WHAT TO PRODUCE – Convert the records from the line containing "Locate the dark sunglasses" through the line containing "pixel 428 253", inclusive, into a numbered list with blank lines omitted.

** Start DATA SECTION **

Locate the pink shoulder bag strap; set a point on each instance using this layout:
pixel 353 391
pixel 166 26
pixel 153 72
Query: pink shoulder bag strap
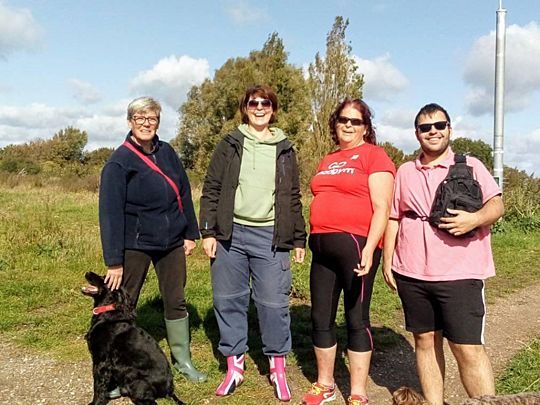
pixel 155 168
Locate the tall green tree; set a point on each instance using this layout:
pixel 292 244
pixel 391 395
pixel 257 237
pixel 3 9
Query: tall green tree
pixel 394 153
pixel 330 80
pixel 211 109
pixel 67 146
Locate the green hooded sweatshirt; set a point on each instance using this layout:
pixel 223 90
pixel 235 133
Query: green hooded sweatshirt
pixel 254 199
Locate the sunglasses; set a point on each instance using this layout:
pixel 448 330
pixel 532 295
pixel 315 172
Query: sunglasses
pixel 439 126
pixel 264 102
pixel 356 122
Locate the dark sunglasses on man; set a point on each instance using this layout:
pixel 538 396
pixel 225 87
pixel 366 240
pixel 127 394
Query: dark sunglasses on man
pixel 439 126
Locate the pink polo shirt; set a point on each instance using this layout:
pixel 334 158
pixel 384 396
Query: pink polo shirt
pixel 428 253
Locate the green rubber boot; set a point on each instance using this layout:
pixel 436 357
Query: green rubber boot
pixel 178 337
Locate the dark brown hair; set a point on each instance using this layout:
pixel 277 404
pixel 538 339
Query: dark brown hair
pixel 363 108
pixel 258 91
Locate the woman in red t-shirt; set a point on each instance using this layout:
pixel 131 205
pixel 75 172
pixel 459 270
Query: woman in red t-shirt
pixel 352 193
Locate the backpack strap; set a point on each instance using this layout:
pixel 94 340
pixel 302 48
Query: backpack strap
pixel 460 169
pixel 155 168
pixel 459 158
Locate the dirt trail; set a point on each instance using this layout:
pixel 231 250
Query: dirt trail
pixel 30 378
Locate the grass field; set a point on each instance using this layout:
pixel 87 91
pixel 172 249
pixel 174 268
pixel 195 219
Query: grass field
pixel 48 239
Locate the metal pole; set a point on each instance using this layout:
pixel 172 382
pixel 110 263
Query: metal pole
pixel 498 133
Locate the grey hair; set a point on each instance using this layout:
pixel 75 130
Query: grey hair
pixel 143 104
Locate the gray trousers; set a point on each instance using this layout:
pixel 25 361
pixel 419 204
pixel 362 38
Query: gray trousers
pixel 246 265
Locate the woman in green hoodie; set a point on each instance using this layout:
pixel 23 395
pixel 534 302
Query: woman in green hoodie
pixel 251 217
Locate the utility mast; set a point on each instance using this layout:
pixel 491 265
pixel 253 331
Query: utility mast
pixel 498 131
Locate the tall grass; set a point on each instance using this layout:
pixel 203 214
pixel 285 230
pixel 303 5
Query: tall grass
pixel 49 238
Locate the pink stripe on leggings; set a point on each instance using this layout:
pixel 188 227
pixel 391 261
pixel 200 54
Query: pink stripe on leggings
pixel 359 258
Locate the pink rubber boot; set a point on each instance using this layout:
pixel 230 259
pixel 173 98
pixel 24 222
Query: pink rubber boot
pixel 234 377
pixel 279 379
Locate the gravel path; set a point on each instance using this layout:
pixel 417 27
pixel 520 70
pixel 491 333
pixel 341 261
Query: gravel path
pixel 30 378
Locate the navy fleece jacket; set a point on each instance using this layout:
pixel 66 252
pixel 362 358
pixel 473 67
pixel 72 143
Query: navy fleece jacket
pixel 138 209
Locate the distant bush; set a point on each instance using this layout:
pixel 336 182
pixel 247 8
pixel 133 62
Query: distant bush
pixel 521 193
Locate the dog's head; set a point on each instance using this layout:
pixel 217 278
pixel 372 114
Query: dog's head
pixel 103 296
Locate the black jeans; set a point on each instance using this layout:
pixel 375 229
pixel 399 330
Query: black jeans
pixel 335 255
pixel 170 266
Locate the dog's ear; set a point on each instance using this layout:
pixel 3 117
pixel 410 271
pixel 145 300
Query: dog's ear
pixel 95 279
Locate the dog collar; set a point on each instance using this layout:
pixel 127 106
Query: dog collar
pixel 104 308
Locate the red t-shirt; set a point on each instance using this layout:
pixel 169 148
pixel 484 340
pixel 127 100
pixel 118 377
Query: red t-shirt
pixel 342 202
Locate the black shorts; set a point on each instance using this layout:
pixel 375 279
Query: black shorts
pixel 457 308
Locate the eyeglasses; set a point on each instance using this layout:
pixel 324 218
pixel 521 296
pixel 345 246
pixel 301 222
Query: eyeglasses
pixel 439 126
pixel 356 122
pixel 264 102
pixel 142 120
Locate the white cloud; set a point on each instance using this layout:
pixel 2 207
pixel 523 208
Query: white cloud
pixel 84 92
pixel 106 126
pixel 171 78
pixel 18 31
pixel 242 12
pixel 382 80
pixel 521 69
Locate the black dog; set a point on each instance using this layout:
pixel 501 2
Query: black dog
pixel 124 355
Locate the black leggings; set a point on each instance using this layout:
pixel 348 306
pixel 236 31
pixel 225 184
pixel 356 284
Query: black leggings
pixel 170 268
pixel 335 255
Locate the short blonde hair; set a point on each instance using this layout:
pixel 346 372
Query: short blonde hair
pixel 143 104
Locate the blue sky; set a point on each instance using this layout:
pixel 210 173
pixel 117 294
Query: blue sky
pixel 79 63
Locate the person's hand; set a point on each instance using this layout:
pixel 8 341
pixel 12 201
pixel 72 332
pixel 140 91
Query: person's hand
pixel 113 278
pixel 189 245
pixel 366 261
pixel 299 255
pixel 460 223
pixel 209 247
pixel 389 277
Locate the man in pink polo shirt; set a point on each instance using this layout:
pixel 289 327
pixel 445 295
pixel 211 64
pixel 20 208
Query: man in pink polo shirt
pixel 439 273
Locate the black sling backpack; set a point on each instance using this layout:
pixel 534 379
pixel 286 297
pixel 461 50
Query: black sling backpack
pixel 459 190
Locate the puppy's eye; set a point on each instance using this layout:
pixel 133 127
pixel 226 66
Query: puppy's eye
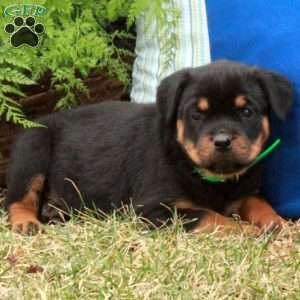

** End DATA SECTION **

EXPECTED ANSWER –
1. Locate the dark sunglasses on man; set a point on each instance using this layout:
2. pixel 538 396
3. pixel 225 87
4. pixel 366 240
5. pixel 127 394
6. Query: dark sunglasses on man
7. pixel 439 126
8. Locate the pink polo shirt; set a point on each instance using this layout:
9. pixel 334 158
10. pixel 384 396
11. Query: pink polo shirt
12. pixel 428 253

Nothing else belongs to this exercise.